## To do
All entries must be extracted exactly, with nothing added or dropped.

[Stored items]
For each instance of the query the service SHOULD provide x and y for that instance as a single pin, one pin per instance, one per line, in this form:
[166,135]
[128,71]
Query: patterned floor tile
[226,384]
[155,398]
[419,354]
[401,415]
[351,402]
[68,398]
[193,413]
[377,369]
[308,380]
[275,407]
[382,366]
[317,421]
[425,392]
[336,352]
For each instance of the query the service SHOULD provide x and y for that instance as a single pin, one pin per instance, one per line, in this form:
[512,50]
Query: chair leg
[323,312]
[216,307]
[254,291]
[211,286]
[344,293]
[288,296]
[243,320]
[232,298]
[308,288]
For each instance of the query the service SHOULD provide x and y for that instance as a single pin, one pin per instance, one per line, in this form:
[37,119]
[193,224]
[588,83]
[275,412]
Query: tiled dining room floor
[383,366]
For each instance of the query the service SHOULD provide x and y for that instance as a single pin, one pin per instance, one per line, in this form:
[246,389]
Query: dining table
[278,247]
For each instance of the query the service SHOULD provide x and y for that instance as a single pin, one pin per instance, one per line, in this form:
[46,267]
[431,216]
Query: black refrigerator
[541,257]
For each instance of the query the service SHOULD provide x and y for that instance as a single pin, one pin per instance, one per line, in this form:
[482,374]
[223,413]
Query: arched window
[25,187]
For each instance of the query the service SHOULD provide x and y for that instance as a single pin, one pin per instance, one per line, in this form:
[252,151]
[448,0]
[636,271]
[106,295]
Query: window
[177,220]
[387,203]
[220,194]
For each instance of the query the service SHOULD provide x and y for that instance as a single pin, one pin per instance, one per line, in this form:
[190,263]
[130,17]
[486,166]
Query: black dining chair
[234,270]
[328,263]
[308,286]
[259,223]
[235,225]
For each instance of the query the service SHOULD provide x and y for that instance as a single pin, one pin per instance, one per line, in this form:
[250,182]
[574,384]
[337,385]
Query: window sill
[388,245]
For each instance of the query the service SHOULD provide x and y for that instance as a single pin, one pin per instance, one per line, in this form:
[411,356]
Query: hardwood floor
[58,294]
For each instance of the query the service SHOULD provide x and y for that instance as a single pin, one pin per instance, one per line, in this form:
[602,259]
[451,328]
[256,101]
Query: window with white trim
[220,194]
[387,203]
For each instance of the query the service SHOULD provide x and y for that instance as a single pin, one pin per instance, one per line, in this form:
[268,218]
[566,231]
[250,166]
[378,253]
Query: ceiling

## Complete answer
For each instance of the query the service SHOULD provide x and y for that instance as a single pin, one pin per instance, one per line, in this form:
[166,135]
[128,71]
Query: patterned floor tile
[226,384]
[155,398]
[419,354]
[401,415]
[351,402]
[68,398]
[193,413]
[377,369]
[308,380]
[275,407]
[382,366]
[317,421]
[425,392]
[336,352]
For each instance of the query the service SHOULD provide x and y for that instance as a single pin, one pin per instance, one per line, in this form:
[512,50]
Query: chair leg
[323,312]
[216,307]
[254,291]
[211,286]
[344,293]
[288,296]
[243,320]
[232,298]
[308,288]
For each instance of the query the service SHOULD provide x and y for that instance as a single pin, one pin per instance, one per line, in this form:
[37,119]
[193,224]
[588,83]
[275,412]
Query: tiled dining room floor
[383,366]
For each instance of the query the service SHOULD provide x and y for that instance as a single pin, one pin per instance, one per line, in this form:
[246,389]
Query: dining table
[278,247]
For each instance of the query the service SHOULD provide x and y for that instance as a single pin, one pin per instance, one per line, in this form:
[46,267]
[431,216]
Query: black refrigerator
[541,257]
For each instance of the query the service SHOULD provide x and y for that instance as a single pin, one pin per instance, one per line, in this form:
[482,374]
[223,413]
Query: arched window
[25,187]
For each instance of the query the service SHOULD provide x and y for that instance as a single pin, one pin per instance, one per line, in this form:
[252,151]
[448,0]
[636,271]
[106,295]
Query: window
[177,220]
[387,203]
[220,194]
For each instance of the query the service SHOULD provide x and y for that instance as a single pin, one pin per instance, one per line, in this form:
[190,263]
[130,17]
[486,166]
Query: black dining chair
[234,270]
[328,263]
[308,286]
[259,223]
[235,225]
For each instance of the query the service SHOULD provide x and y for that instance as a single pin, one pin per instance, one per line, in this form:
[250,182]
[574,384]
[337,385]
Query: window sill
[388,245]
For each instance of the query the service SHOULD provide x and y for that instance as a single pin, one pin per instance, one per line, in this form:
[411,356]
Query: hardwood floor
[58,294]
For each instance of the query the service SHOULD provide x and y for that instance as a single pin, one pin per instance, one per line, in this form:
[602,259]
[451,328]
[256,101]
Query: window with white trim
[220,194]
[387,203]
For each instance of the query the service SHOULD provide x and y for that instance as a single pin, one pin per instance, one per line, in this form:
[268,218]
[566,231]
[250,166]
[378,253]
Query: ceiling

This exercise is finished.